Work required →
Copy out each of the following items line for line, with no changes.

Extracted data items
=====

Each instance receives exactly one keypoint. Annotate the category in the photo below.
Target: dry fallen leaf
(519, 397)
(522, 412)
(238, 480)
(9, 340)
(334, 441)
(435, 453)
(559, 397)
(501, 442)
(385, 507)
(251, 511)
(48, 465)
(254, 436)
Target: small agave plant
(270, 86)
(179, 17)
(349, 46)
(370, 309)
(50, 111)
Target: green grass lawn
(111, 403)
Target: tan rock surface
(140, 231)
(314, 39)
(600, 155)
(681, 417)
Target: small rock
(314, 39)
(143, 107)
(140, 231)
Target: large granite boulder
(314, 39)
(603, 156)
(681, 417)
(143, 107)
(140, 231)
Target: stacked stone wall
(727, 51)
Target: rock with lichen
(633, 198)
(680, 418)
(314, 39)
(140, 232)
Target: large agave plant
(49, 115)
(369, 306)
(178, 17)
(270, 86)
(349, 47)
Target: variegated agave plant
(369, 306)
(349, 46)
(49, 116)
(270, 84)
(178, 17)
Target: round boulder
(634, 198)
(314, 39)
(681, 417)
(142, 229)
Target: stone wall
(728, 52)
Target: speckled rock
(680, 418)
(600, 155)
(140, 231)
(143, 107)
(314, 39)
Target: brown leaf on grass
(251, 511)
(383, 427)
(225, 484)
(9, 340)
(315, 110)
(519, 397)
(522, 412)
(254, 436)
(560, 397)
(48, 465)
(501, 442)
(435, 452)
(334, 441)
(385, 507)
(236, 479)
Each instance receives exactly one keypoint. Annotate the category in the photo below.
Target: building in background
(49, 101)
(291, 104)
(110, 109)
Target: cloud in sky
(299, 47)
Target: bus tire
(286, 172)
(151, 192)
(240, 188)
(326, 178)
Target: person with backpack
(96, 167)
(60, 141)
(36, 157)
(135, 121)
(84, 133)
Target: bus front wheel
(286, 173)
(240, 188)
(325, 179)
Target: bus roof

=====

Full answer →
Each instance receives exactly one keypoint. Annotate the category in the photo below.
Target: dry fallen leaf
(519, 397)
(522, 412)
(238, 480)
(9, 340)
(334, 441)
(435, 453)
(559, 397)
(501, 442)
(385, 507)
(251, 511)
(48, 465)
(254, 436)
Target: small agave plant
(270, 86)
(179, 17)
(349, 46)
(370, 309)
(50, 111)
Target: green grass lawn
(111, 403)
Target: tan rock surface
(140, 231)
(314, 39)
(600, 155)
(681, 417)
Target: small rock
(314, 39)
(143, 107)
(140, 231)
Target: large granite boulder
(314, 39)
(603, 156)
(681, 417)
(143, 107)
(140, 231)
Target: stacked stone wall
(727, 51)
Target: rock with lichen
(633, 198)
(680, 418)
(314, 39)
(140, 232)
Target: large agave plant
(49, 115)
(369, 306)
(178, 17)
(270, 86)
(349, 47)
Target: variegated agave plant
(369, 306)
(349, 46)
(49, 116)
(270, 84)
(178, 17)
Target: round boulder
(634, 198)
(314, 39)
(681, 417)
(142, 229)
Target: stone wall
(728, 52)
Target: speckled rock
(680, 418)
(600, 155)
(140, 231)
(143, 107)
(314, 39)
Target: brown leaf on grass
(251, 511)
(383, 427)
(225, 484)
(9, 340)
(315, 110)
(519, 397)
(522, 412)
(254, 436)
(560, 397)
(48, 465)
(501, 442)
(435, 452)
(334, 441)
(385, 507)
(236, 479)
Each instance receives exactly one keypoint. Annotate the category in the photo below.
Target: building in background
(49, 101)
(291, 104)
(110, 109)
Target: cloud in sky
(299, 47)
Target: bus tire
(286, 172)
(151, 192)
(240, 188)
(326, 178)
Target: person with backpack
(96, 167)
(60, 141)
(36, 157)
(135, 121)
(84, 133)
Target: bus front wheel
(286, 173)
(240, 188)
(325, 179)
Target: bus roof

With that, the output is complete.